#### RECORDED DATA:

::::

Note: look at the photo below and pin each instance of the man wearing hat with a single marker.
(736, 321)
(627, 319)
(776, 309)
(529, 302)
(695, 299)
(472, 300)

::::

#### DIRECTIONS:
Change "man wearing hat" to "person wearing hat" in the lines above, and give all of the lines again with nothing else altered.

#### WRITTEN REPLY:
Note: look at the photo below and pin each instance of the person wearing hat with a single marker.
(736, 321)
(627, 319)
(776, 309)
(529, 302)
(695, 299)
(472, 300)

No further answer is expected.